Port sales in the pink

Tesco’s latest category review has seen the supermarket giant taking on new port listings, which Maxxium UK believes is a positive sign for the future of the category.

Oddbins, too, has launched a “refreshed port range” in time for Christmas with new ports from family-owned company Churchill’s, plus additional lines from its current suppliers.

Oddbins buyer Ana Sapungiu says she has seen a shift in consumers’ interest in the category. “We have noticed that Tawny port is becoming more popular and we have responded to this by ordering two new Tawny ports, Noval 10 Year Old and Taylor’s 10 Year Old in 37.5cl,” she says.

“We are launching a white port from Churchill’s in a 50cl bottle for the first time. This will have distribution in a selected number of stores.”?Sapungiu says white port is being used to reach customers who are not traditional port drinkers. They’re either enjoying it as an aperitif or using it in cocktails or with a mixer, like white port and tonic, she says.

Mark Symonds, marketing controller for John E Fells, which distributes Symington Family Estates, and includes the port houses of Graham’s, Dow’s and Smith Woodhouse, agrees white port has come back into fashion.

“White port is popular – but clearly growing white grapes in the Douro Valley is very difficult. There is a resurgence but you have to put it in context – ruby still makes up the vast majority of sales,” he says.

According to Nielsen, the port market is worth £73 million, up 2% from last year. Of this, standard and premium ruby accounts for three-quarters of volume sold in the off-trade.

However, Andrew Bird, category manager of M&S wines, beers and spirits, believes there has also been a change in how consumers view port.

“People are enjoying lighter, fresher styles such as white and pink port. We have encouraged customers to drink these as long drinks with soda or lemonade and serve over ice.

“At the other extreme, there is growing interest in vintage port, as people recognise what great value these wines are as gifts compared with fine Bordeaux or Burgundy.”?The port category is still very much a seasonal one, according to Sainsbury’s buyer Vanessa Pearson.

→ DATA PROVIDED:
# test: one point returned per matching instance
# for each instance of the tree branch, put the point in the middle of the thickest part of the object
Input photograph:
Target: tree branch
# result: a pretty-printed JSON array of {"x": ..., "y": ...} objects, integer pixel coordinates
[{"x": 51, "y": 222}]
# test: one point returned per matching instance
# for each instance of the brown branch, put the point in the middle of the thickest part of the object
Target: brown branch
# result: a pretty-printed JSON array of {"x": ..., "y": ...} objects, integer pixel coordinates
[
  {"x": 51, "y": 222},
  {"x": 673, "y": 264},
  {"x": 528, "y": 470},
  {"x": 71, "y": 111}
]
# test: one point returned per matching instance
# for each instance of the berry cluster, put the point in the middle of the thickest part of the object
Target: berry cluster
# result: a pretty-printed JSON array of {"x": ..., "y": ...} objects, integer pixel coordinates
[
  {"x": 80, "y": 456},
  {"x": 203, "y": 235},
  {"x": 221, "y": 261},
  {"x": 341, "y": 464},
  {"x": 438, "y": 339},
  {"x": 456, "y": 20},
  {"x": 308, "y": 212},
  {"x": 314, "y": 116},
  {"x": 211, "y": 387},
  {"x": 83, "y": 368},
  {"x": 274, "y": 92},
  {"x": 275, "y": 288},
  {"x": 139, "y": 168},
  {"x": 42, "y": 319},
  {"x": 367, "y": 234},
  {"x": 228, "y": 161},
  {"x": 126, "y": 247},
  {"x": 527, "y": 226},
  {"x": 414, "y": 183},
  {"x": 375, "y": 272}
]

→ PROBLEMS:
**1.** Print the records exactly as they are, from their first line through the line that contains "Target: tree branch", including both of those lines.
**2.** Carry on the article about port sales from the point where it ends.

→ RESPONSES IN ORDER:
**1.**
# test: one point returned per matching instance
# for each instance of the tree branch, put the point in the middle of the thickest part of the object
Input photograph:
Target: tree branch

**2.**
She says: “Due to the strong seasonality within the category it is difficult to identify trends which are not driven by this and promotional activity. However, it does appear good growth is coming through in Tawny and LBV styles. We have a very strong own-label range offering quality and value throughout the year, but the high volumes are driven during Christmas with our focused promotional lines.”?M&S pink port was developed jointly with Taylor’s in 2008 in a bid to widen port’s appeal to new consumers outside the key Christmas period. Bird says this has been “widely copied ever since by other shippers and retailers”.

Bird says rosé port “sells well all year round, so long as you explain the style to customers – you can’t just put it on the shelf and hope it will sell”.

Symonds dismisses this new entry to the port scene. “Rosé port is largely a gimmick,” he says. He confirmed Symington wouldn’t be looking at producing a rosé style of port.

Adrian Bridge, managing director of the Fladgate Partnership, which owns Taylor’s says his idea behind Croft Pink was to “produce a lighter style of port that is less formal”.

Croft Pink was launched in February 2008 and is listed in Sainsbury’s, Morrisons and the Co-op (rrp £10.49). Bridge says it is having “a major push into the on-trade, where it provides an innovative mixer for bar staff making cocktails”.

“It is ideal for summer drinking and is targeted at expanding the overall port market,” he says. “Many people have talked about trying to deseasonalise port and Croft Pink can certainly help. We expect it to attract a younger consumer to the category and also be of more interest to female consumers than some more traditional styles.”?Andrew Hawes, managing director of Mentzendorff & Co, the agent for Croft Pink, says the new style has been favourably received by buyers. “It is perceived as a welcome innovation within what – to them – is a traditional category.

“Having secured shelf space, we have been working closely with our major retailers to find the optimum mix of merchandising and promotion to encourage trial. This seems to be the key to success for Croft Pink – when the consumer tries they buy and they are also coming back for more, with a high rate of repeat purchase.”?Bridge says he has launched some legal challenges against other producers who are using the pink port name.

“The category was approved as rosé port in July 2009. However, some producers still label their products pink in violation of the European Community trademark we have, contrary to European and Portuguese law. We are defending our rights prior to seeking compensation.”?Paulo Coutinho, winemaker at Quinta do Portal, says some of his competitors’ rosés lack “elegance and balance”.

He says: “They tend to be too sweet for me, thus needing to be drunk very, very cold. They lack harmony on the palate and lose the appealing notes of the red fruit aromas.” Coutinho has been making rosé port since 2009 but is not shipping it yet.

Oscar Quevedo, of family-owned Quevedo, sees rosé as a “big step forward for the industry to attract younger consumers towards port wine as a style”.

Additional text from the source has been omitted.